Entries from a point annotation set:

----

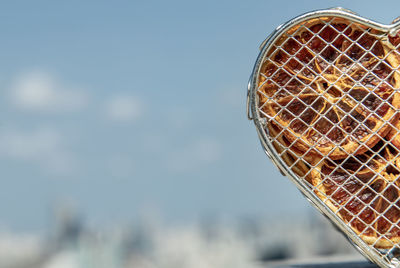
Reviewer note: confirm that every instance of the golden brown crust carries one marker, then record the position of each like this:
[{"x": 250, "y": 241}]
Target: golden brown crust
[{"x": 330, "y": 91}]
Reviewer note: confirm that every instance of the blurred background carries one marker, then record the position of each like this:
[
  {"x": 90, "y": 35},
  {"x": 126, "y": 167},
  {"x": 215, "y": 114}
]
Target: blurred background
[{"x": 124, "y": 140}]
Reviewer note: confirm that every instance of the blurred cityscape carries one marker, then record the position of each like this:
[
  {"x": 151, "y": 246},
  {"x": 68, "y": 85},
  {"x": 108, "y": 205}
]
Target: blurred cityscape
[{"x": 210, "y": 243}]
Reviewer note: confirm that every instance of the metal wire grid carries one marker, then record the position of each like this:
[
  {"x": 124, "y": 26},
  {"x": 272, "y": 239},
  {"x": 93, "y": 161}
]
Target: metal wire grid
[{"x": 298, "y": 165}]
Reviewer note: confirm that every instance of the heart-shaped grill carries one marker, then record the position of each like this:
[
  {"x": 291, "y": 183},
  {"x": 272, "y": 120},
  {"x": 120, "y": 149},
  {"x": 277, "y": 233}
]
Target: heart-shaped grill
[{"x": 324, "y": 95}]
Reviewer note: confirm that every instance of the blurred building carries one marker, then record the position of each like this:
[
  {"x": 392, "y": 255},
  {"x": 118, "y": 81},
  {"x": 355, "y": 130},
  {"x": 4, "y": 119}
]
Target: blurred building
[{"x": 243, "y": 243}]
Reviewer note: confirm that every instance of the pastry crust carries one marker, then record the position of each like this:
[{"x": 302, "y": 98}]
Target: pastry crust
[{"x": 329, "y": 92}]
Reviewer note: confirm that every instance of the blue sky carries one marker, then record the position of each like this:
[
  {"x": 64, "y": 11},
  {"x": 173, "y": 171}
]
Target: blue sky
[{"x": 130, "y": 108}]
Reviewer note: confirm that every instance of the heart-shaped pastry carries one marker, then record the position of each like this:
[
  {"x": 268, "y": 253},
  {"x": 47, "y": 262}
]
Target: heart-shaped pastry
[{"x": 324, "y": 96}]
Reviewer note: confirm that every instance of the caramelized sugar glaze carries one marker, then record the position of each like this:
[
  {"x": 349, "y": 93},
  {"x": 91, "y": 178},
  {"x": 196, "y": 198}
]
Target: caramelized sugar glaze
[{"x": 329, "y": 91}]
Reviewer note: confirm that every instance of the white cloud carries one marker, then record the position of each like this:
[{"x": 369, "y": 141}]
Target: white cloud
[
  {"x": 124, "y": 108},
  {"x": 201, "y": 152},
  {"x": 43, "y": 147},
  {"x": 39, "y": 91}
]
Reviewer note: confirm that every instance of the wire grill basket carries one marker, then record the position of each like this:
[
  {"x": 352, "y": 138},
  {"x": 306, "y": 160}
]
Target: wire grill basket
[{"x": 324, "y": 96}]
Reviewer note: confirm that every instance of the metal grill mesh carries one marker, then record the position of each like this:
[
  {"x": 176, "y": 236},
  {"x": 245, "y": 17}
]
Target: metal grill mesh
[{"x": 327, "y": 96}]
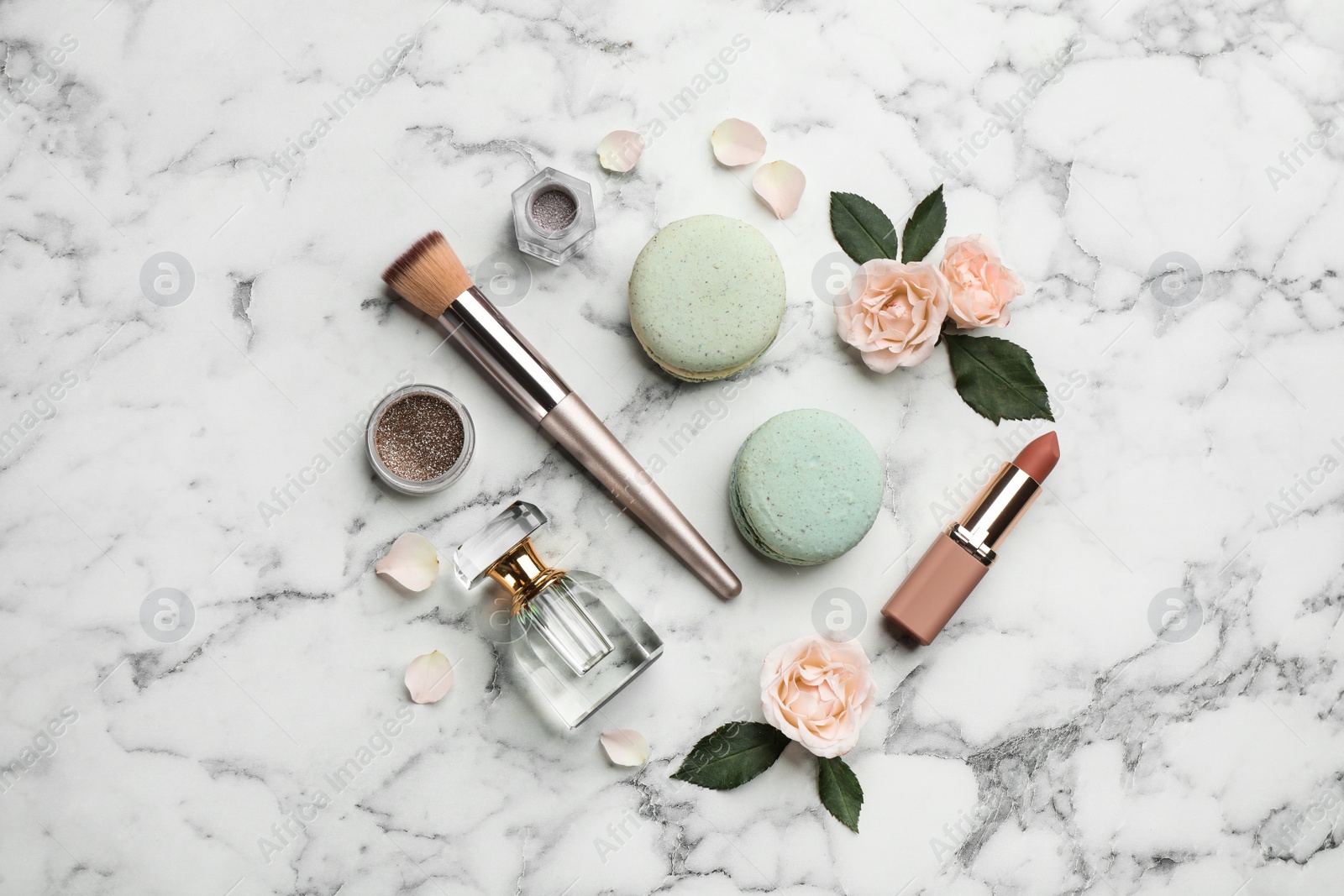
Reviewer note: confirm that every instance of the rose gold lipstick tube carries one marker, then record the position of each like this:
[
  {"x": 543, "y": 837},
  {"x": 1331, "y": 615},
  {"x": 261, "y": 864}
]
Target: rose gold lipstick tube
[{"x": 963, "y": 553}]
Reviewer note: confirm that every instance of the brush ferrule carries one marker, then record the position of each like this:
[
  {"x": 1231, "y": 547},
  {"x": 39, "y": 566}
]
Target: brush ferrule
[{"x": 503, "y": 354}]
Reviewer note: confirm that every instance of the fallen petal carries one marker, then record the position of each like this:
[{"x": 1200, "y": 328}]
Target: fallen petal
[
  {"x": 737, "y": 143},
  {"x": 625, "y": 747},
  {"x": 620, "y": 149},
  {"x": 429, "y": 678},
  {"x": 413, "y": 562},
  {"x": 780, "y": 186}
]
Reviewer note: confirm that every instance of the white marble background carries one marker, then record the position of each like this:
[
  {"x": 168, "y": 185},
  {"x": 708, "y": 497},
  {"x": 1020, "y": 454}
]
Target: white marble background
[{"x": 1048, "y": 738}]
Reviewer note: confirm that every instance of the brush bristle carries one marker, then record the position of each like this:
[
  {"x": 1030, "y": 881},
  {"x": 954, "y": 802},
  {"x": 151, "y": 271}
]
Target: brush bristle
[{"x": 429, "y": 275}]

----

* **Problem statement**: Copy out the lines from the one containing "Reviewer note: confirm that every instance of the white marble" through the end of the rows, including both the first and the last line.

* **Completed task**:
Reviewer note: confirm that every instance of the white marble background carries one marker, then record the position of each like this:
[
  {"x": 168, "y": 185},
  {"x": 708, "y": 497},
  {"x": 1020, "y": 454}
]
Target: white marble background
[{"x": 1048, "y": 738}]
Reviewer note: confirm that every instance of the brush bristle carries one marker, then record the position of each like this:
[
  {"x": 1030, "y": 881},
  {"x": 954, "y": 802},
  {"x": 151, "y": 271}
]
Target: brush bristle
[{"x": 429, "y": 275}]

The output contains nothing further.